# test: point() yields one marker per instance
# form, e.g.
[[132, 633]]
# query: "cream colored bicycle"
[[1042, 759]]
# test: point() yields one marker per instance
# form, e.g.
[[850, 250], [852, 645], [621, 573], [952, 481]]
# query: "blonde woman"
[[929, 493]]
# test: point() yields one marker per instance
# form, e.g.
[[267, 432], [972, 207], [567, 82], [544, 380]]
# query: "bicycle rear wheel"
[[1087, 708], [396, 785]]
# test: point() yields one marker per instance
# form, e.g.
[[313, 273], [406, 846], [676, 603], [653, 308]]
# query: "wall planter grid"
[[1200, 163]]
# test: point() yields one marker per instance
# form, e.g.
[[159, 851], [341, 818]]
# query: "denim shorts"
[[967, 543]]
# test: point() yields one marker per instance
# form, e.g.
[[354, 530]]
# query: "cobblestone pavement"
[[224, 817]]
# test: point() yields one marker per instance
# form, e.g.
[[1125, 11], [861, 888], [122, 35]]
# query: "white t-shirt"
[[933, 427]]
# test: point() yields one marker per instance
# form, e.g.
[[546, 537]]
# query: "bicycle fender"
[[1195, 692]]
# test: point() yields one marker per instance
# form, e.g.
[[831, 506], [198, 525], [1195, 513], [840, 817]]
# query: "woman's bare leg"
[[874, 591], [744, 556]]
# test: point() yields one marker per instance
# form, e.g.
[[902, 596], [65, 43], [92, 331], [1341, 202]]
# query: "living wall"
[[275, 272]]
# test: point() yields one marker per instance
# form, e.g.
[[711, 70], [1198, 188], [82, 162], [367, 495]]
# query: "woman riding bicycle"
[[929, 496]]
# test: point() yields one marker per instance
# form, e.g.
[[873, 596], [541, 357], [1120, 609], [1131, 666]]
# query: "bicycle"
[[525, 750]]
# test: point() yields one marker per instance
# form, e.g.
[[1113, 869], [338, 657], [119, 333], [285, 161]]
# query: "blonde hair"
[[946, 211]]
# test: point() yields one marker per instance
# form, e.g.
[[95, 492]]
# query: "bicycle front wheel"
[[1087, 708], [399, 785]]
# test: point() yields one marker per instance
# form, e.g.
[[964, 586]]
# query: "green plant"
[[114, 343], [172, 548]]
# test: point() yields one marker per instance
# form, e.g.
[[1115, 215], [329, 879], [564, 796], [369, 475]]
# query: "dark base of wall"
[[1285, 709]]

=====

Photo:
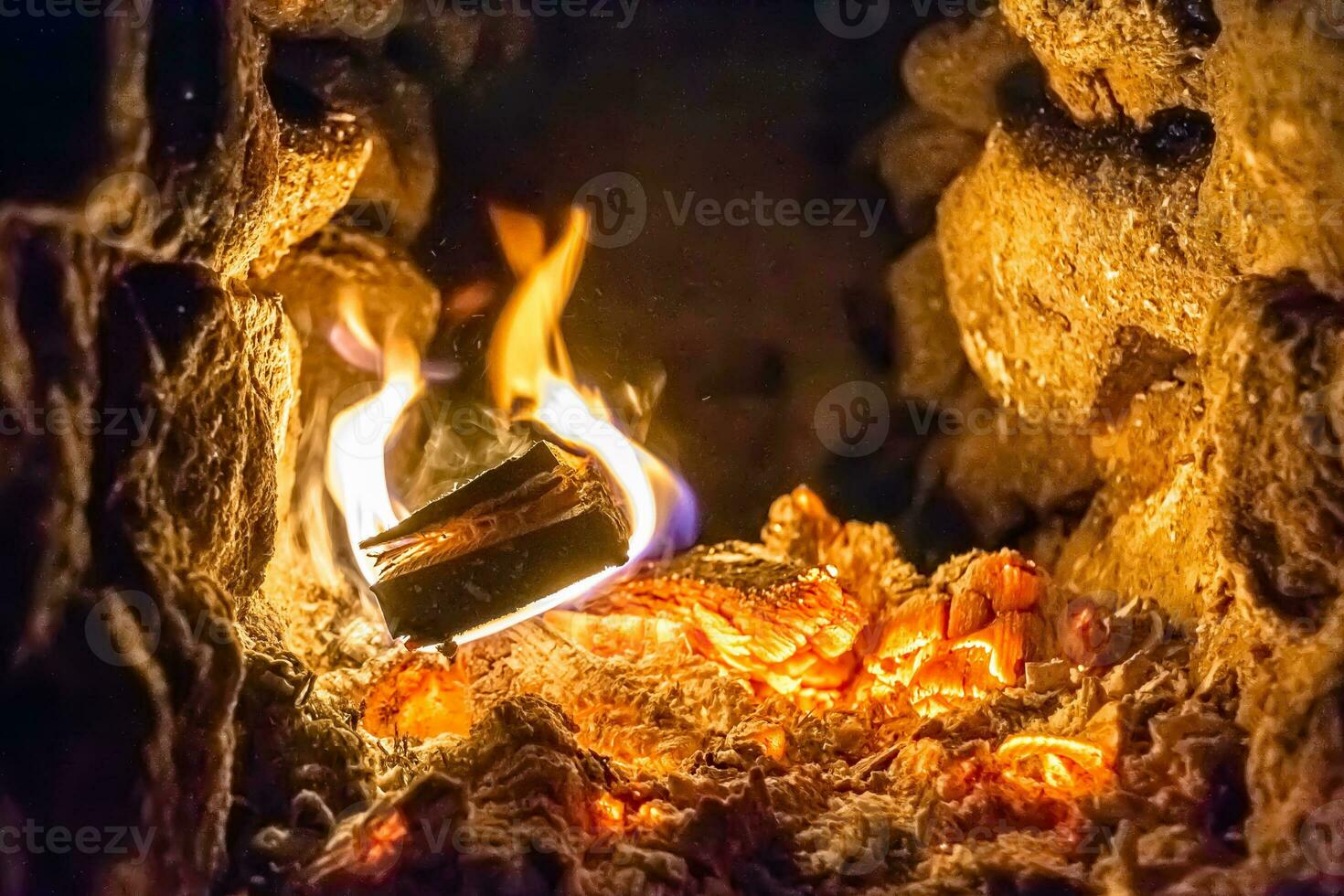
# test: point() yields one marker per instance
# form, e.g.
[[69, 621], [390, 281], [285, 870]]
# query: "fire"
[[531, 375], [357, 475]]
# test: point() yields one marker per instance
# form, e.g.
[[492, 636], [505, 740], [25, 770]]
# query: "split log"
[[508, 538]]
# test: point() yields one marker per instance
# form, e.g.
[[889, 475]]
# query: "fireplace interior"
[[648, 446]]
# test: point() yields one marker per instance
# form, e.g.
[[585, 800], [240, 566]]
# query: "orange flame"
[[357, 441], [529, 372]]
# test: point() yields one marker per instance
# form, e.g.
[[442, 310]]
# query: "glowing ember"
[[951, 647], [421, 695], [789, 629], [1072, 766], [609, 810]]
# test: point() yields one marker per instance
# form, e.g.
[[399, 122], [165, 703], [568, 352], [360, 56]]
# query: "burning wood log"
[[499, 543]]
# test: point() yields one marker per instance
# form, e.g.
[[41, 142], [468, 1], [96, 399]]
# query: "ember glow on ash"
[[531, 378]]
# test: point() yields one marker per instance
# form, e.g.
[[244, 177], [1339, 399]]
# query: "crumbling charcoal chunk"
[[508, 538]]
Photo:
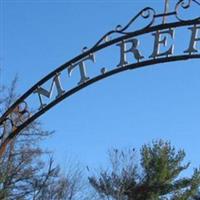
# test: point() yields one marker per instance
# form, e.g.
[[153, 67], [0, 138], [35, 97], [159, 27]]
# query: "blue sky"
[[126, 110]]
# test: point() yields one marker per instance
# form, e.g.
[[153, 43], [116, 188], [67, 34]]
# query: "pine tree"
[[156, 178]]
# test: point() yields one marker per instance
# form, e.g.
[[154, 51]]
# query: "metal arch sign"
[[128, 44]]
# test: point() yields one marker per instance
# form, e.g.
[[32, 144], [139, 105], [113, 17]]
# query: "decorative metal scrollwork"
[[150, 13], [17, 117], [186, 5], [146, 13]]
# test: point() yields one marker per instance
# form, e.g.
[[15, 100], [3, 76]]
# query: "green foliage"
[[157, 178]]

=====

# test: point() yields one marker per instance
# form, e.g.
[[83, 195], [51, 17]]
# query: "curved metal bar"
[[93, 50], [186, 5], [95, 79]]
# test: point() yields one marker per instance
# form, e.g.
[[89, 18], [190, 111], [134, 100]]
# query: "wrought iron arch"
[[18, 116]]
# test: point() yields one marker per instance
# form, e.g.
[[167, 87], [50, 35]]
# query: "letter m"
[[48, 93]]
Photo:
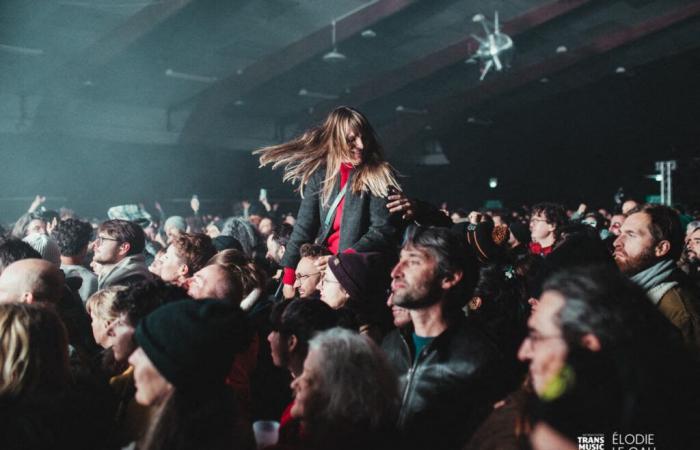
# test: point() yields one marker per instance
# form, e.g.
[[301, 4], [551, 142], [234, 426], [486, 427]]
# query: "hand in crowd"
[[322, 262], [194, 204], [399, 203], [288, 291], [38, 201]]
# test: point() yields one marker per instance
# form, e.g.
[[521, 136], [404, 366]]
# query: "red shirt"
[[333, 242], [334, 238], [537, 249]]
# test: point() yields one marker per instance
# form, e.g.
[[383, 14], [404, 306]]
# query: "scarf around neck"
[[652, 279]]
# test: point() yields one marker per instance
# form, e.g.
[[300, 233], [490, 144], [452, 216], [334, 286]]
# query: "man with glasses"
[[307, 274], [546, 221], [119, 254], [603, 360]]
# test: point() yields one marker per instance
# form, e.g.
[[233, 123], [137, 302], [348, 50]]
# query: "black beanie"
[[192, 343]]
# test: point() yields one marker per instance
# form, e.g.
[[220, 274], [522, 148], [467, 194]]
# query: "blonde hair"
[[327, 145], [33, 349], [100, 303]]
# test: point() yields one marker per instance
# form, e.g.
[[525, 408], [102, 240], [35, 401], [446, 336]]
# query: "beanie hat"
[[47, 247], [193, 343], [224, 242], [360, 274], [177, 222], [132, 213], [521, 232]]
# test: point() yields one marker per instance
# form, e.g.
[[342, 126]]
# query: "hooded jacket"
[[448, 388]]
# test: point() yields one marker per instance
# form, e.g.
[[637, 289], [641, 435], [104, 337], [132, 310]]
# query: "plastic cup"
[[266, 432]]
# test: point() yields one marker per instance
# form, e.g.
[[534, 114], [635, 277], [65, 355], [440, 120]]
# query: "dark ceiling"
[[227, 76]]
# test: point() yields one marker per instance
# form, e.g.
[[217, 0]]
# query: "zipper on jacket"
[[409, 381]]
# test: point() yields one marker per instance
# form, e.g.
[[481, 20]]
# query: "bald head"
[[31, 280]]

=====

Gather every line of the data above that contains the string "woman", copying each line in full. Case matters: count only lines where the string matches in case.

### Exercise response
# query: "blonde woman"
# query: "woman's bare leg"
# query: "woman riding bicycle"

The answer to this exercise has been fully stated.